▸ Explorer le matériel
1. Recopiez, dans le texte sur le féminisme et les sexualités, tout ce qui va de « Tout au long » jusqu'à « des identités genrées. ».
2. Prolongez le texte sur le féminisme et les sexualités en reprenant après sa dernière phrase.

▸ Texte extrait
Nous avons plutôt agi notre libération de femmes du côté des minorités, des marginalités, avec les revendications homosexuelles des années quatre-vingt. La polysexualité transgenre ouvrait la voie, avec le trouble qu’elle apporte dans le genre, et la constatation que les partages féminins/masculins sont éprouvants et mutilants pour les filles comme pour les garçons. Cela ne change en rien les problématiques de la domination masculine, mais la stigmatise comme un fardeau que les hommes ont à porter autant les femmes, quelles que soient d’ailleurs les positions de pouvoir qu’ils occupent, et qui se retourne aussi durement à l’occasion contre les masculins dominés, selon les clivages sociaux de classe, de race, de pouvoir économique ou intellectuel, quelques soient les marqueurs de domination dont les femmes écopent de toute façon. Du coup, les trouvailles émancipatrices de la psychanalyse pouvaient être débrouillées sans se ranger au sexisme exorbitant du Phallus, différence majeure, sexuant par le manque aussi bien les sujets féminins que masculins. Ce sont les études lesbiennes et gaies, les problématiques des sexualités queers, le travail sur les marges, les marginalités et les minorités qui nous ont donné accès au féminisme.

Sexualités à n genres

Cette ouverture venait par hasard de Proust, croisé dans l’adolescence et d’un livre à vrai dire obscur, déniché dans une librairie, dont l’auteur m’était parfaitement inconnu, qui procédait à la déflagration des conceptions binaires de la sexualité. Cet auteur, c’était Deleuze, et les concepts qu’il mettait en œuvre allaient être affûtés encore, je l’ignorais à l’époque, de sa rencontre avec Guattari : sexualités à n genres.

Tout au long de la Recherche, qui me semblait, adolescente, autant un manuel de poésie qu’une sorte d’entomologie des pratiques sexuelles et d’anthologie de l’amour, du désir et de la jalousie, s’esquivait la fracture Homme-Femme, partout où on s’attendrait qu’elle surgisse. La figure d’Albertine, notoirement construite autour d’un homme, établissait aussi dans le récit la brume d’une homosexualité féminine, diffuse et séductrice, et surtout, l’hétérosexualité formait en sourdine une sorte de ligne de référence exténuée, une portée musicale issue des descriptions sociales de Balzac, mais atténuée et contredite chaque fois qu’elle faisait mine de s’affirmer. Sur cette portée, comme au jugé, Proust envoyait des volutes autrement inventives, portraits tremblants de variations, tous au-delà des sexes normés, des identités genrées.

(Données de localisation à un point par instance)

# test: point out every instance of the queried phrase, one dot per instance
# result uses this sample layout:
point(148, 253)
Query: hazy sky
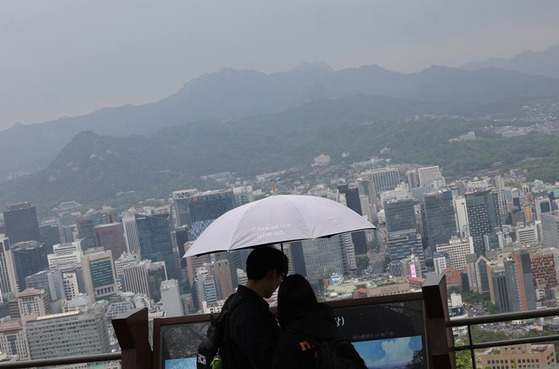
point(67, 58)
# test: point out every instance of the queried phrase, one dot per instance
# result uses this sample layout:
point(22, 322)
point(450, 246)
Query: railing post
point(132, 333)
point(440, 341)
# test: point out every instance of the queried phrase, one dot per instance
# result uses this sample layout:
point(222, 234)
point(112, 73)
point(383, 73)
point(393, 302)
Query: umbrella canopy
point(275, 219)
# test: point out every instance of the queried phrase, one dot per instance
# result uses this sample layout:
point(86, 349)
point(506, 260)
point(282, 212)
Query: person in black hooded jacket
point(300, 315)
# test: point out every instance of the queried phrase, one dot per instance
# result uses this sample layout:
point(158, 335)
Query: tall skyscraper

▸ Réponses par tâche
1.
Tout au long de la Recherche, qui me semblait, adolescente, autant un manuel de poésie qu’une sorte d’entomologie des pratiques sexuelles et d’anthologie de l’amour, du désir et de la jalousie, s’esquivait la fracture Homme-Femme, partout où on s’attendrait qu’elle surgisse. La figure d’Albertine, notoirement construite autour d’un homme, établissait aussi dans le récit la brume d’une homosexualité féminine, diffuse et séductrice, et surtout, l’hétérosexualité formait en sourdine une sorte de ligne de référence exténuée, une portée musicale issue des descriptions sociales de Balzac, mais atténuée et contredite chaque fois qu’elle faisait mine de s’affirmer. Sur cette portée, comme au jugé, Proust envoyait des volutes autrement inventives, portraits tremblants de variations, tous au-delà des sexes normés, des identités genrées.

2.
Il ne s’agissait plus ni d’Homme, ni de Femmes, mais de passer à une sexualité à n genres : pas question non plus de sectionner les humains en retranchant les masculins ou en les féminisant, selon la stratégie de Monique Wittig, que je lisais avec passion mais sans le pincement au cœur que me donnait Artaud, parce que son univers me semblait trop renfermé, clos sur une identité lesbienne assortie d’une certitude du féminin qui me heurtait, alors que je m’en tenais toujours à mon immaturité trans-genre. Avec Proust, Artaud, je cherchais, en littérature aussi, une écriture fragmentaire, loin des totalités, des centres, des œuvres canoniques, une cadence de l’incomplet, de l’oscillant, qui faisait écho, mais sur le plan du style, au dégoût à l’égard des totalités bien formées. Cela s’appliquait autant au style en philosophie qu’à la pratique littéraire : lutter contre l’unité, le sujet souverain, la substance, lutter contre les identités. Un engagement théorique fort que je trouvais pratiquement dans certains livres de philosophie ou de sciences humaines, dans le statut marginal de la littérature vis-à-vis de la philosophie, autant que dans nos pratiques hésitantes de jeunes intellectuelles : du côté de la matière, loin de l’unité de l’esprit, loin de l’identité du concept, loin des clivages Âme/corps, Universel/particulier, Homme/animal, Blanc/noir, Riche/pauvre, Actif/passif. Partout où passaient les hiérarchies binaires inégalitaires.

Faire passer les clivages du côté du fragmentaire dévaluait aussi l’hypothèse d’une complétude homosexuelle, et même d’une physique des femmes rétablissant la balance des inégalités en leur faveur. Le transsexualisme de Proust est radical parce qu’il rapporte l’homosexualité à l’hétérosexualité statistique dominante, comme deux formes identitaires jumelles. On aurait tort de confondre sa théorie de la sexualité avec « une homosexualité globale et spécifique », où les hommes renverraient aux hommes et les femmes aux femmes au titre d’entités constituées, de sexes définis biologiquement, ou construits par les pratiques inégalitaires du genre, sur un mode molaire. Elle consiste en une « homosexualité locale et non spécifique », permettant une découverte du transexuel, qui nous décollait de la naturalité du sexe : « Le troisième niveau est transsexuel (“ce qu’on appelle fort mal l’homosexualité” [disait Proust]), et dépasse aussi bien l’individu que l’ensemble : il désigne dans l’individu la coexistence de fragments des deux sexes […]. Une communication aberrante se fait dans une dimension transversale entre sexes cloisonnés […]. L’homme cherche aussi bien ce qu’il y a d’homme dans la femme, et la femme, ce qu’il y a de femme dans l’homme, et cela dans la contiguïté cloisonnée des deux sexes »[5], objets construits, non identités naturelles.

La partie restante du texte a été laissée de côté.